I was driving across the burning desert
When I spotted six jet planes
Leaving six white vapor trails
Across the bleak terrain
It was the hexagram of the heavens
It was the strings of my guitar
Oh, Amelia,
It was just a false alarm
The drone of flying engines
Is a song so wild and blue
It scrambles time and seasons
If it gets through to you
Then your life becomes a travelogue
Of picture postcard charms
Oh, Amelia,
It was just a false alarm
People’ll tell you where they’ve gone
They’ll tell you where to go
But till you get there yourself
You never really know
Where some have found their paradise
Others just come to harm
Oh, Amelia,
It was just a false alarm
I wish that he was here tonight
It’s so hard to obey
His sad request of me
To kindly stay away
So this is how I hide the hurt
As the road leads cursed and charmed
I tell Amelia
It was just a false alarm
A ghost of aviation
She was swallowed by the sky
Or by the sea
Like me, she had a dream to fly
Like Icarus ascending
On beautiful, foolish arms
Oh, Amelia,
It was just a false alarm
Maybe I’ve never really loved
I guess that is the truth
I’ve spent my whole life
In clouds at icy altitudes
And looking down on everything
I crashed into his arms
Oh, Amelia,
It was just a false alarm
I pulled into the Cactus Tree motel
To shower off the dust
And I slept on the strange pillows
Of my wanderlust
I dreamed of 747s
Over geometric farms
Dreams, Amelia,
Dreams, and false alarms
Reviews
I listened to your Amelia cover several times when you first released it. It’s one that brings me to tears and I don’t consciously know why. I think it’s how you totally made it your own while also totally honouring what Joni had given you to work with. I heard things I hadn’t heard in the song before. I so hope she’s had a listen! —Christopher H.

Records to use:
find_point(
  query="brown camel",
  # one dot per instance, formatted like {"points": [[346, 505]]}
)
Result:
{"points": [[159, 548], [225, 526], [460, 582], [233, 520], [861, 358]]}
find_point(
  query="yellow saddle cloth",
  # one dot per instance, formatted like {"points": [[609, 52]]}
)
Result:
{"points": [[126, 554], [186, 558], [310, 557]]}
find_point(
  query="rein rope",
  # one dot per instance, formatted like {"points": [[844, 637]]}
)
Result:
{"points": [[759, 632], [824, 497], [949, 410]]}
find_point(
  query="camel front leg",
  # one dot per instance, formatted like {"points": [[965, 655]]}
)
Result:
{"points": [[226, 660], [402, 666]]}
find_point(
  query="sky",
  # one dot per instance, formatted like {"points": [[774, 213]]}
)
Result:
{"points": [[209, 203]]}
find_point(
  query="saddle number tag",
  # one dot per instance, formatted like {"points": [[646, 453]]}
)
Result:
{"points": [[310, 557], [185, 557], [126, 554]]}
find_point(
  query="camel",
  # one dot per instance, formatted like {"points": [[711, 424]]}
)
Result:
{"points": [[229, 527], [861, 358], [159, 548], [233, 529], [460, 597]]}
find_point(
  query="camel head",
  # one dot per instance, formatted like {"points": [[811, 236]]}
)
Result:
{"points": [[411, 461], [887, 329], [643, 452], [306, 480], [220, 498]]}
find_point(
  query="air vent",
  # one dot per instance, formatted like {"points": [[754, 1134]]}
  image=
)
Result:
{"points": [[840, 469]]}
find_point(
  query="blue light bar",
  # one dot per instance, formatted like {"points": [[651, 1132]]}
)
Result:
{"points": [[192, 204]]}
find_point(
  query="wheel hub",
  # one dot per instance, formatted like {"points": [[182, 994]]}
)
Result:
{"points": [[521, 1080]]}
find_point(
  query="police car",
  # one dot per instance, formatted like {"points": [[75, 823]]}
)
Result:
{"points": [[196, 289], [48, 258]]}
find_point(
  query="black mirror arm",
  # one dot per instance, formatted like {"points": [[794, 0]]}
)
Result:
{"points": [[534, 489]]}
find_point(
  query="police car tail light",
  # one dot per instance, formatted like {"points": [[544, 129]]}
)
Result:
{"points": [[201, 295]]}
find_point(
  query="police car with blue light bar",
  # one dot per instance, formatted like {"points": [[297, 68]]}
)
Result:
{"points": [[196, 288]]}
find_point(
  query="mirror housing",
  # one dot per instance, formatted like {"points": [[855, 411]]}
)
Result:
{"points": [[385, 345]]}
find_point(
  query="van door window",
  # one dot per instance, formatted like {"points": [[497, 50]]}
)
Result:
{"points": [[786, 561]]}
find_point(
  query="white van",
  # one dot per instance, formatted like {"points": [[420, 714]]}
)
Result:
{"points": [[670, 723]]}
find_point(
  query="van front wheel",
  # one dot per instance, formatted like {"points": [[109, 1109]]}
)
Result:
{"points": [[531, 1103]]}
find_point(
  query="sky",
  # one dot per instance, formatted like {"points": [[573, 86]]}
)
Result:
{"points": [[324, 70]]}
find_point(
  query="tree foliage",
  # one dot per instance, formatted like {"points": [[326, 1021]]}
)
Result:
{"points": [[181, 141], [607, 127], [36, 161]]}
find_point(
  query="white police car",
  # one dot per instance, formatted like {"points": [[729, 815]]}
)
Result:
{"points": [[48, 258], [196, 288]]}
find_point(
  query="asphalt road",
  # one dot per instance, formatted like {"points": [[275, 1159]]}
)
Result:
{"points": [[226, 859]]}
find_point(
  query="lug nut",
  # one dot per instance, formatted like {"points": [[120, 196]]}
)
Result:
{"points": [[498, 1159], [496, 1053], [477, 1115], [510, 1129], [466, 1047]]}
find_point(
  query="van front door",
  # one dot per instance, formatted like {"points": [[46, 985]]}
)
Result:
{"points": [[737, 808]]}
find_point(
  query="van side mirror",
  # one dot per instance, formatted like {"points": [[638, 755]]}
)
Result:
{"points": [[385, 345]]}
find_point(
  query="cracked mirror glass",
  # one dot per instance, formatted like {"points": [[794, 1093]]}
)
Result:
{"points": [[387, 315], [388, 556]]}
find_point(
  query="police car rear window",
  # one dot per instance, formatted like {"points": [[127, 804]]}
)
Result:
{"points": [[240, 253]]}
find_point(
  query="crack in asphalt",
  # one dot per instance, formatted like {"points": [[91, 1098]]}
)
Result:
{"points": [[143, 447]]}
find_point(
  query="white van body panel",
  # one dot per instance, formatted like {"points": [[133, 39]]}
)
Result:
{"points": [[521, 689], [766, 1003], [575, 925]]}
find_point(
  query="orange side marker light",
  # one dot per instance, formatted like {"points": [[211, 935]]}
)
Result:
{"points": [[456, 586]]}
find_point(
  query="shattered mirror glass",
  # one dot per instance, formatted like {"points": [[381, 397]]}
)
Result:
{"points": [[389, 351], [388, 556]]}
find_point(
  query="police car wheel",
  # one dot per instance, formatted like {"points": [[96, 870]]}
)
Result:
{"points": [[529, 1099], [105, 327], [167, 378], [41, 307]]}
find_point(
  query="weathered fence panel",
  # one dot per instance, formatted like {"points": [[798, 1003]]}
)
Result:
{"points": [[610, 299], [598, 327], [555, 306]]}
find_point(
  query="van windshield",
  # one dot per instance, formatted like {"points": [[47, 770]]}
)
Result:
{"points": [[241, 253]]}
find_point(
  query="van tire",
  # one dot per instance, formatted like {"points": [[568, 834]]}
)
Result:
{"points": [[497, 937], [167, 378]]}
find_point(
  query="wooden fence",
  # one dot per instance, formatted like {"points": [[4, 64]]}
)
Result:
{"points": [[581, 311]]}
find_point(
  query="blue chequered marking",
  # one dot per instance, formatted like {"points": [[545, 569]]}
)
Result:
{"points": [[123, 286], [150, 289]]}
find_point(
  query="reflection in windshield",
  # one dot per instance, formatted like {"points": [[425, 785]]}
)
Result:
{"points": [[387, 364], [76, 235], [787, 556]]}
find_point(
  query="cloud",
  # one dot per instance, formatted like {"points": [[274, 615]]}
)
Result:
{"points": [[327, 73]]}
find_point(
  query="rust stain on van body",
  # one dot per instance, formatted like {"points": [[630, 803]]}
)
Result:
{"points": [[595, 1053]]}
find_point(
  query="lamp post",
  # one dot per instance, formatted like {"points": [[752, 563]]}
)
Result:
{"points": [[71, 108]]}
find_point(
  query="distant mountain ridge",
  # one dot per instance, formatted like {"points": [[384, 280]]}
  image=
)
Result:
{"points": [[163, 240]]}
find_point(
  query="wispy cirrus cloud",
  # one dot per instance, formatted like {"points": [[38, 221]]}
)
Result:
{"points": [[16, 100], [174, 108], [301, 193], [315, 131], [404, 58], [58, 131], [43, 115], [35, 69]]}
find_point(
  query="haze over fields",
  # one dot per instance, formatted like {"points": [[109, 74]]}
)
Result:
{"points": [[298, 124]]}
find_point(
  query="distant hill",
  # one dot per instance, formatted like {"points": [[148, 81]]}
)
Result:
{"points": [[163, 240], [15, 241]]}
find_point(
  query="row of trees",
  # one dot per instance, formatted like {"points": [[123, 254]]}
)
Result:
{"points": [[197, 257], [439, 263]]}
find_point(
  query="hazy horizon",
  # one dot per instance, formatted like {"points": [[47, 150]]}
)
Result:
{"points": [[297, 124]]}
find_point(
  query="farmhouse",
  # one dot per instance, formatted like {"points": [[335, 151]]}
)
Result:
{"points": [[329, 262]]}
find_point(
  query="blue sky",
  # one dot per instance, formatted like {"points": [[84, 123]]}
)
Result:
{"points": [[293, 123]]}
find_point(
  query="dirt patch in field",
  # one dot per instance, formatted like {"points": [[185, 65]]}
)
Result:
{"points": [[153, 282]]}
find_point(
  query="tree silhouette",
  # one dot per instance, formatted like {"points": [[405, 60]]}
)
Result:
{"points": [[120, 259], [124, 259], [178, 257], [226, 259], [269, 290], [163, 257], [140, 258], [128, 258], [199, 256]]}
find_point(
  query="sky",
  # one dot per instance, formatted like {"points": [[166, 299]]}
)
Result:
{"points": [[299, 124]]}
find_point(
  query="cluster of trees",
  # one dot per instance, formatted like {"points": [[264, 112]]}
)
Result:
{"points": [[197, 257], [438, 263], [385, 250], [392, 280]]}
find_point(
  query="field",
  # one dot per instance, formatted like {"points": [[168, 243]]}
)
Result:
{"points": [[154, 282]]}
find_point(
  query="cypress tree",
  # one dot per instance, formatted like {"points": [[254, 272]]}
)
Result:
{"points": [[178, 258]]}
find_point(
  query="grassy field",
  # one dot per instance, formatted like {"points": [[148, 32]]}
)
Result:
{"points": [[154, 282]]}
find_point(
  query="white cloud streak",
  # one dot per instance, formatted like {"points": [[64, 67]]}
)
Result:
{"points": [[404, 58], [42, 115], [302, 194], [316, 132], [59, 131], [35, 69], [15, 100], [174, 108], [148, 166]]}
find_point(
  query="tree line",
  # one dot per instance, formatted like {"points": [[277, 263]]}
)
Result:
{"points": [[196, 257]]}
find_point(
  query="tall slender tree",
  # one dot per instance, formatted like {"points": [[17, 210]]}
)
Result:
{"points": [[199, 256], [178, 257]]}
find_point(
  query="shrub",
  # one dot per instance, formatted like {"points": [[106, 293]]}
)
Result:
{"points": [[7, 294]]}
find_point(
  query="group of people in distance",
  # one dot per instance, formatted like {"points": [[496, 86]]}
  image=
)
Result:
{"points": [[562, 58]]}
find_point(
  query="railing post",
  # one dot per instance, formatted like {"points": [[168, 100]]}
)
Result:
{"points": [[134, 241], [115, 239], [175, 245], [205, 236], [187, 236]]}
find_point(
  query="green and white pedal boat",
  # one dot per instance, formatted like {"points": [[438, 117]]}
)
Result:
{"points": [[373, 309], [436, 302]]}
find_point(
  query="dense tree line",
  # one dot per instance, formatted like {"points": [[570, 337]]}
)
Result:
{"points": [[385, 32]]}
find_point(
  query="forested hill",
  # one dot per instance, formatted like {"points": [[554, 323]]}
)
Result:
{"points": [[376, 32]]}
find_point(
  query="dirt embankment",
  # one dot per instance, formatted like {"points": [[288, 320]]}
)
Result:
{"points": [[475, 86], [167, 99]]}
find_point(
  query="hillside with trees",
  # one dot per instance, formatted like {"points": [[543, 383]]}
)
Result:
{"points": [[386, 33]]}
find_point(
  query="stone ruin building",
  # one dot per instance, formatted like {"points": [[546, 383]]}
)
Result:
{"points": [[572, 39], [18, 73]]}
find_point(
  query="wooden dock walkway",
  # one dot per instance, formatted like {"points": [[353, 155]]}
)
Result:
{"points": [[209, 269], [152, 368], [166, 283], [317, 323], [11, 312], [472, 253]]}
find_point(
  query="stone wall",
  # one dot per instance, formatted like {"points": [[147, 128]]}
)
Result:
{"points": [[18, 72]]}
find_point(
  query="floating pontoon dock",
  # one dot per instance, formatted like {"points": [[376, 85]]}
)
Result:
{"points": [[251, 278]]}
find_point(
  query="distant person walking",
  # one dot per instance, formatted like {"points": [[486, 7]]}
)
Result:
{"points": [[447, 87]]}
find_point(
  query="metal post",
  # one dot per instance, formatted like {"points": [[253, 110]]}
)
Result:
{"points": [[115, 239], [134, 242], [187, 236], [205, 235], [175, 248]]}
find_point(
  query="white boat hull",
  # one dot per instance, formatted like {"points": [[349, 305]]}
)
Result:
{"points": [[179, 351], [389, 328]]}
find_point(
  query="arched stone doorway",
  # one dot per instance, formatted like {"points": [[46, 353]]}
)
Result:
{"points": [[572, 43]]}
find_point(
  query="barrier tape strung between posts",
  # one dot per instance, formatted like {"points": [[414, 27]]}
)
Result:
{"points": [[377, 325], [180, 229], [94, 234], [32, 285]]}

Directive 1:
In the song lyrics, what is the name of the motel the singer pulls into?
Directive 2:
Pull out every line of the records that contains the string "dock".
The song lyrics and the records have nothing to do with each other.

Exercise output 1:
The Cactus Tree motel.

Exercise output 2:
  query="wooden dock walkway",
  query="floating pontoon dock",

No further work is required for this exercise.